• **Objectives**:
- a) Translate this sentence from the discussion of photography websites into Spanish: "Whatever brings in the most revenue for that business should be on the home page."
- b) Answer these questions using the discussion of photography websites:
(i) Which platform does Scott Kivowitz name as one where the content on a single site can be separated?
(ii) What does Scott Kivowitz set up for each specific genre of photography?
(iii) Besides their best work, what kind of work does Scott Kivowitz say should be shown on the home page of a dedicated street photography website?
- c) Pick up the discussion of photography websites after its last sentence and continue it.

And if you do street photography, just devote your website to street photography. Don't have your wedding business on the same website or whatever else you do. Just separate them.
Scott Kivowitz: So, I'm actually ... It's interesting you brought that up. I'm a fan of actually having one website, but that's with a caveat. I believe that, for SEO purposes, is why you wanna have it on one website. However, you need to separate and segregate the content. For example, I have one website, but I teach photographers and I write and blog also, and have a portfolio for clients. So, my website, if you go to a page that's for family portraits, then you're going to see blog content recommended to you, related to family portraits. You're not gonna see photographer education there. You're gonna see families.
Then there's a lot of photographers who are doing this the right way and there's a lot who are doing it the wrong way. And I don't recommend having it on one website if you're doing it the wrong way. But, if you are doing wedding and you're doing street photography, which, oddly enough, I do see happen, that anything related to weddings should anything is street photography. Ever. It needs to be completely cutoff, even though it's on the same website.
And there are ways to do it in WordPress. There are ways to do it on other platforms, but you need to really think it out and carefully craft that.
Valerie Jardin: Yeah, because, you're some page. What's the first ... You have two different pictures. You have your street and ... But who do you want to cater to first? That's where you wanna decide. Do I cater to street photographers, who are my friends? Or do I cater to clients who are potential wedding clients.
Scott Kivowitz: So, here's my thought on that, and this is what I recommend to anybody who is considering, even if it's not street photography, if it's family portraits. And then, commercial photography, which also happens a lot. You're home page should be whatever makes the most money, right? Whatever brings in the most revenue for that business should be on the home page. Or if you can find a way to cleverly put them both there, in a nice way. Then, yes, you can do that and then lead direct people in to the right direction.
Otherwise, and this is what I do, is I have landing pages for each specific genre. And that way, the landing pages are actually optimized for search engines for those genres of photography. And that way, if somebody is searching and they're searching for a family portrait photographer, there not gonna land on my home page. They're gonna land directly on the landing page designed for that.
Valerie Jardin: Oh, okay. That's the way to do it then. That's clever.
Scott Kivowitz: Yeah, so there's ways, but, again, a lot of people don't think about this stuff and they just out it out there and hope that it's gonna do the job. And, in fact, it might actually confuse visitors more.
So, the other thing I wanna touch on, on that, on your answer to this was, displaying your best work. And I might be wrong about this, because I do street photography, but I don't do it as much as you, obviously. What I think is that, street photography, it's harder to sell to consumers, right? Prints. The average consumer may not want a photo of a person's face, that they've never met, on their wall, right. So, you have to be more creative about what you're trying to sell to people. And I think that whatever you're showing on the home page for your street photography website, if you're doing a dedicated street photography website, is not only do your best work, do your most sellable work to consumers.

• **Dataset section**:
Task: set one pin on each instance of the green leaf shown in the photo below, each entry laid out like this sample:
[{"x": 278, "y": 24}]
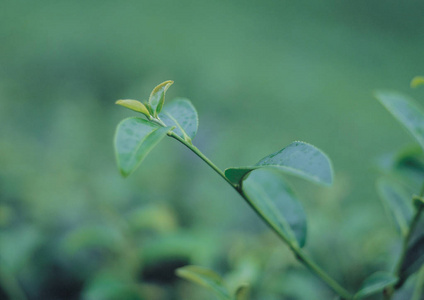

• **Outputs for the tasks**:
- a) Lo que genere más ingresos para ese negocio debería estar en la página de inicio.

- b)
(i) WordPress.
(ii) Landing pages.
(iii) Their most sellable work to consumers.

- c)
And, also, display it in an absolutely beautiful way, right. Don't just have three photos there and you're done. Do it in a nice slideshow, or in a full page background slider, or something that really captures the attention with those photos. Not just putting the photos on a page, right. You need to make sure they're displayed in a way that really sells it to get people to want to look at more. So, that's my opinion on it.
Valerie Jardin: It also depends on what you wanna do. A lot of people don't wanna sell their work. And you're right; street photography is not something that sells very easily. I mean, there is the more artsy way to do it that will allow possible sell. Like silhouettes will sell versus a close up of a stranger, obviously.
The name of the photographer will sell. It doesn't matter what it is, if it's an [inaudible 00:16:27], obviously somebody will put in on their wall. Or [inaudible 00:16:34] or whoever. But you're right; it all depends if you are and educator, then you wanna show something different. You wanna show a selection of what you are capable of doing.
It's hard, but I was a commercial photographer for a long time. And it's not until about seven years ago, that I phased out my commercial photography business and that I devoted my time and energy to educating, and writing, and podcasting. And for the first couple years I actually kept my commercial portfolio on my website, although it wasn't the first thing people saw, because that's not what I was selling. I wasn't shooting commercially, but the reason why I kept it somewhere in my website is because people could see ... Because they didn't know who I was. People could see what I could actually do, that I had experience, that I feel like a good photographer should be able to shoot anything.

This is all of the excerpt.